* _WORK INSTRUCTIONS_:
Restate the entries word for word, leaving nothing out.

[Point localization data]
Start of Block
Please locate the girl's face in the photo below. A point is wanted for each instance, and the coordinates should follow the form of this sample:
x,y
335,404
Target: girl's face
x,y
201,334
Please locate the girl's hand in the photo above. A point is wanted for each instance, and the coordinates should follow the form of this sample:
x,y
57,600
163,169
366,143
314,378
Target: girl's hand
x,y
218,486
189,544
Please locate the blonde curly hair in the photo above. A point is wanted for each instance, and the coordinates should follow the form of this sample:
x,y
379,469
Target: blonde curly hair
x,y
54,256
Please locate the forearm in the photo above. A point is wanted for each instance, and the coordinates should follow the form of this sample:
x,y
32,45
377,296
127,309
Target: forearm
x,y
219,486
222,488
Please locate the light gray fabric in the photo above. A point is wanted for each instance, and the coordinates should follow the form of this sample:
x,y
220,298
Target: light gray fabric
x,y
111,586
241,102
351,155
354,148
End of Block
* _RESULT_:
Please locate the girl's face in the photo below. A point is wanted for each instance, and the coordinates should follow the form of this sample:
x,y
335,404
Target: girl's face
x,y
201,334
Please locate the girl's hand in the photo above. A point is wanted for each instance, and the coordinates should follow the form of this sample:
x,y
57,600
163,169
366,143
314,378
Target: girl's hand
x,y
218,486
189,544
Please locate the blonde curly hair in the photo above. A point is wanted for each instance, and the coordinates should follow the form of this sample:
x,y
379,469
Target: blonde curly hair
x,y
54,256
Please locate the forearm in the photo above. A point is wanted for each instance, and the coordinates should follow the form of this sample:
x,y
32,45
377,296
127,309
Target: forearm
x,y
219,486
222,488
Please locate the light gray fabric in the photo above. A point is wanted for each instance, and the coordinates should follow the form of this sample:
x,y
220,298
Target: light gray fabric
x,y
111,586
241,102
351,155
354,148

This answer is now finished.